Avanti popolo! – Für ein Europa von unten


Eindrücke von der International People's Assembly aus Caracas

Vom 24. bis 27. Februar 2019 trafen sich etwa 450 Aktivist*innen und Journalist*innen aus 85 Ländern zur 1. International Peoples‘ Assembly (IPA) in Caracas, Venezuela. Wir waren als Deligierte für die iL dabei und haben einige Eindrücke über unsere Social Media Kanäle nach Hause geschickt. Der folgende Beitrag verdichtet sie noch mal auf ein erstes Resümee hin. Nicht überraschend dabei: Die Begegnungen und Erlebnisse von dort führen uns recht straight zurück nach hause und an die Aufbauarbeit auch hier!

Die Idee einer International Peoples‘ Assembly

Der IPA (deutsch: internationale Versammlung der sozialen Bewegungen) geht ein bereits mehrjähriger Vorbereitungsprozess im Globalen Süden, vor allem in Lateinamerika, voraus. Insbesondere die brasilianische Landlosenbewegung MST (Movimento dos Sem Terra)* und die Plattform ALBA-Movimientos** haben in Lateinamerika den Prozess über viele Jahre, regionale und auch internationale Treffen vorangetrieben. Seit 2016 fanden auch in Afrika, Asien und im Maghreb und Nahen Osten regionale Versammlungen statt.

In Caracas sollten nun all diese vorangegangenen Prozesse zusammenkommen – diesmal auch unter Einschluss des Globalen Nordens.Ziel des Treffens sollte sein, angesichts von weltweit zunehmendem Rechtsruck und Krieg, eine gemeinsame Plattform zu konstituieren um soziale und politische Bewegungen aus dem Globalen Norden und Süden zu vernetzen. Die Perspektive liegt dabei nicht auf mehreren Jahren sondern Jahrzehnten, in dessen Mittelpunkt vier Säulen der Zusammenarbeit stehen sollen.

4 Säulen internationalistischer Praxis und Vernetzung

Grundlegend soll die IPA zunächst einmal als Plattform zur Verbindung unserer Basiskämpfe weltweit dienen. Sie soll also einen Rahmen schaffen zum Austausch und punktuell gemeinsamer Praxis. Zweitens, wird die gemeinsame politische Bildung durch regionale Schulen ins Zentrum gestellt. So existieren neben der berühmten MST Schule in Brasilien bereits politische Bildungsprogramme für Aktivist*innen und soziale Bewegungen in den USA, Tunesien und Nepal. Sowas in Europa aufzubauen könnte eine unserer zukünftigen Aufgaben sein. Ein drittes Ziel ist der Auf- und Ausbau von gemeinsamen Kommunikations- und Medienkanälen. Hier zu nennen ist zum Beispiel das unabhängige Medienprojekt Peoples Dispatch, das auch vor Ort von der IPA berichtete. Viertens, soll der Prozess durch eigene kritische und emanzipatorische Forschung begleitet werden, beispielweise durch das bereits existierende Tricontinental Institute for Social Research. Mit diesen Zielen geht die IPA über die Idee einer reinen Vernetzung des einstigen Weltsozialforums hinaus.

+---+

**SCHRIFTLICHE AUFGABE A**
Wie viele Menschen aus wie vielen Ländern kamen laut dem zitierten Text zur ersten International Peoples‘ Assembly in Caracas?

+---+

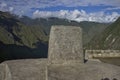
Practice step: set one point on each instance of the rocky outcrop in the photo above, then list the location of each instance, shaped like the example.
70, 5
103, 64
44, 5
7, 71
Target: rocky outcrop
5, 73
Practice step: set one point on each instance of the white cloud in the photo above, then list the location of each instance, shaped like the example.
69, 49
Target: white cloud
78, 15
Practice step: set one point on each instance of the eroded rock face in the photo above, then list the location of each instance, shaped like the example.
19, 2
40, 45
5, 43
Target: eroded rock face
65, 44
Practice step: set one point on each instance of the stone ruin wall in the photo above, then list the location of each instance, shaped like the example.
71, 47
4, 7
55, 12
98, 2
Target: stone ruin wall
90, 54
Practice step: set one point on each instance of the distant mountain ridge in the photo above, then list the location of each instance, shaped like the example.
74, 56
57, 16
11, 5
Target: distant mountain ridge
22, 38
108, 39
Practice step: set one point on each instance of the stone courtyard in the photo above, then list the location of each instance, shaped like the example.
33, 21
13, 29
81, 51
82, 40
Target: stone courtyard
65, 61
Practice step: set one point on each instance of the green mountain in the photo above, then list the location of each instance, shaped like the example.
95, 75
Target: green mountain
18, 40
22, 38
108, 39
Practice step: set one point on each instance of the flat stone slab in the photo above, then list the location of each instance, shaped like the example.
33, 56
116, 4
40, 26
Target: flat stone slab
89, 71
65, 44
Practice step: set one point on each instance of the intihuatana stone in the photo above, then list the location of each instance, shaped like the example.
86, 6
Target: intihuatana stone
65, 44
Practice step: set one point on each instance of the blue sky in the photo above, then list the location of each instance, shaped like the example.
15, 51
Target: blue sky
78, 10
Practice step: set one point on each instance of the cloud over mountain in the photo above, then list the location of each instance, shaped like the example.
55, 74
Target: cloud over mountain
77, 10
78, 15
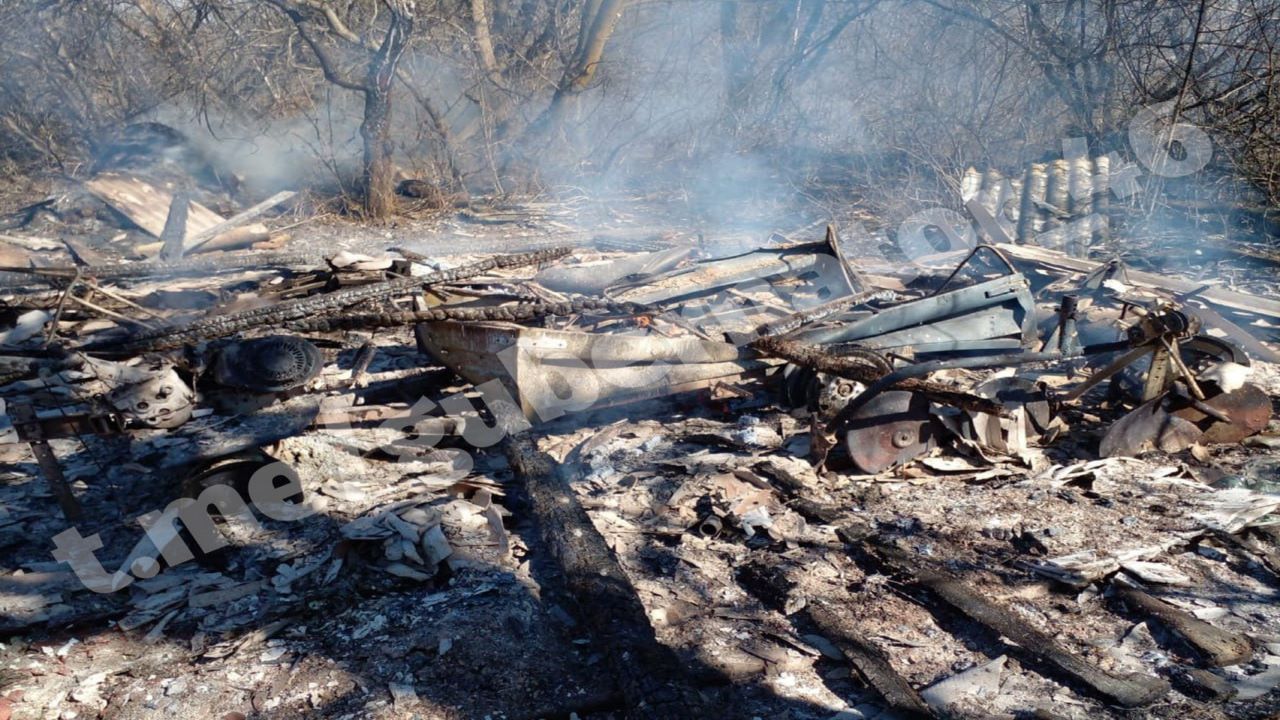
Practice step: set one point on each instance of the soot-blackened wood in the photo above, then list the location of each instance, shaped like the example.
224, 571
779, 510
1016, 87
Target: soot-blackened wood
648, 673
1129, 691
174, 233
871, 662
1216, 646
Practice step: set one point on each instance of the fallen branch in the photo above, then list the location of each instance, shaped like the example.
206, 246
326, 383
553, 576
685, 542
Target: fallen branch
1129, 691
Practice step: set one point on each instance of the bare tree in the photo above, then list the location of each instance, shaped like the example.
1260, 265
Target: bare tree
318, 22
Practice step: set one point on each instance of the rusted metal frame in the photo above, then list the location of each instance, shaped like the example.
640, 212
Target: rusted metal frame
991, 249
30, 429
863, 372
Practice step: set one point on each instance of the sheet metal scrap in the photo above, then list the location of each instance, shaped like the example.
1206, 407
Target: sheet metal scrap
553, 372
885, 424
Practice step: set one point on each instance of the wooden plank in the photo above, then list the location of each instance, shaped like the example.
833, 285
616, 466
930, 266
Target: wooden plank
1219, 296
209, 235
147, 205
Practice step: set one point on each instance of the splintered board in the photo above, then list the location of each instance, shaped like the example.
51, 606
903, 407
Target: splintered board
147, 205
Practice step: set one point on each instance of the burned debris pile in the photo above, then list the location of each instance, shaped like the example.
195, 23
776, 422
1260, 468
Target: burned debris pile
653, 484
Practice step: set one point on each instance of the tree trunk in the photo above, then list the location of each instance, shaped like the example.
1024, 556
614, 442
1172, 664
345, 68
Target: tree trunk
379, 169
376, 127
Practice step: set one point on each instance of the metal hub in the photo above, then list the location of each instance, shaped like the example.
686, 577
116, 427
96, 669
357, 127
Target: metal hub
892, 428
268, 364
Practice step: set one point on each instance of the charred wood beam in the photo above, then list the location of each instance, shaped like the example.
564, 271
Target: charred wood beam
1130, 691
648, 673
187, 267
860, 370
506, 313
871, 662
176, 227
280, 313
1216, 646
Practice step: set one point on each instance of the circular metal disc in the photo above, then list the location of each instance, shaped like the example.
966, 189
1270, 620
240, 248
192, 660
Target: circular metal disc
892, 428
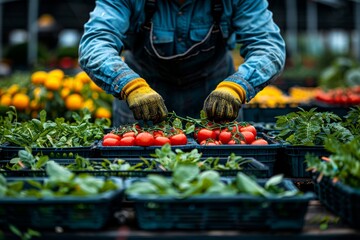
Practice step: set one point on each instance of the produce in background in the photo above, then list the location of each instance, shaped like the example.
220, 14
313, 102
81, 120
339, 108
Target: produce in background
272, 97
342, 73
55, 92
43, 132
311, 128
342, 164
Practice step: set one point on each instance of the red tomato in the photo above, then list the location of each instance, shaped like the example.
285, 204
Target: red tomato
178, 139
260, 141
158, 133
129, 134
247, 136
111, 142
111, 135
217, 133
160, 140
249, 128
225, 136
144, 139
204, 134
127, 141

+---+

**SCHRIFTLICHE AUFGABE B**
Sammle aus den obigen Zeilen jede, in der das Wort „beam“ vorkommt.

**VOLLSTÄNDIGE AUSGABE A**
Etwa 450 Aktivist*innen und Journalist*innen aus 85 Ländern.

**VOLLSTÄNDIGE AUSGABE B**
Practice step: set one point on each instance of the charred wood beam in the photo above, then list the location of each instance, shaped like the example.
Target: charred wood beam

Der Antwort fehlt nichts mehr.